[Items listed in a dataset]
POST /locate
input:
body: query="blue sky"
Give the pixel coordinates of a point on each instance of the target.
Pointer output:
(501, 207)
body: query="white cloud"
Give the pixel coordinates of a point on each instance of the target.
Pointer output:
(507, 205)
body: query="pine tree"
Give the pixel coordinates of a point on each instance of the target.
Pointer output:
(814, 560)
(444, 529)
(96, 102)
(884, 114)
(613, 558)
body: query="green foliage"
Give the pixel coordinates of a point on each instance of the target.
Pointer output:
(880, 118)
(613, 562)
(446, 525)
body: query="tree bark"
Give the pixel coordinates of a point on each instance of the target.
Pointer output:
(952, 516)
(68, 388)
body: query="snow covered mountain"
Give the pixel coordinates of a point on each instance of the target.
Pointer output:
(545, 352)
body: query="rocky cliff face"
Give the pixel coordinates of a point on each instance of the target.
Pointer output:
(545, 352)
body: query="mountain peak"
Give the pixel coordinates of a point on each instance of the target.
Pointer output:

__TRY IT__
Return every line of the data unchanged.

__RESPONSE AREA__
POST /locate
input:
body: query="blue sky"
Give the pixel coordinates of a point on each instance of the target.
Pointer output:
(501, 207)
body: query="white cloud"
Give the pixel coordinates of a point on each instance of the target.
Pointer output:
(507, 205)
body: query="pine tree"
Give the pixel coordinates of a point on each instance of the target.
Pointer output:
(814, 560)
(444, 529)
(96, 102)
(884, 114)
(613, 558)
body: query="green foliage"
Give the pixel coordinates of a point on each instance of the target.
Pointer output:
(880, 118)
(613, 562)
(446, 525)
body: query="tree bark"
Give the pixel coordinates of a point on each instance of the target.
Pointer output:
(952, 516)
(68, 388)
body: query="snow covered mountain"
Give the pixel coordinates of a point on each instance of the target.
Pointer output:
(545, 352)
body: query="rocky cliff face"
Give the pixel coordinates of a point on each instance of the target.
Pointer output:
(545, 352)
body: query="mountain peak"
Give the pixel coordinates of a point on each instance of the target.
Pointer output:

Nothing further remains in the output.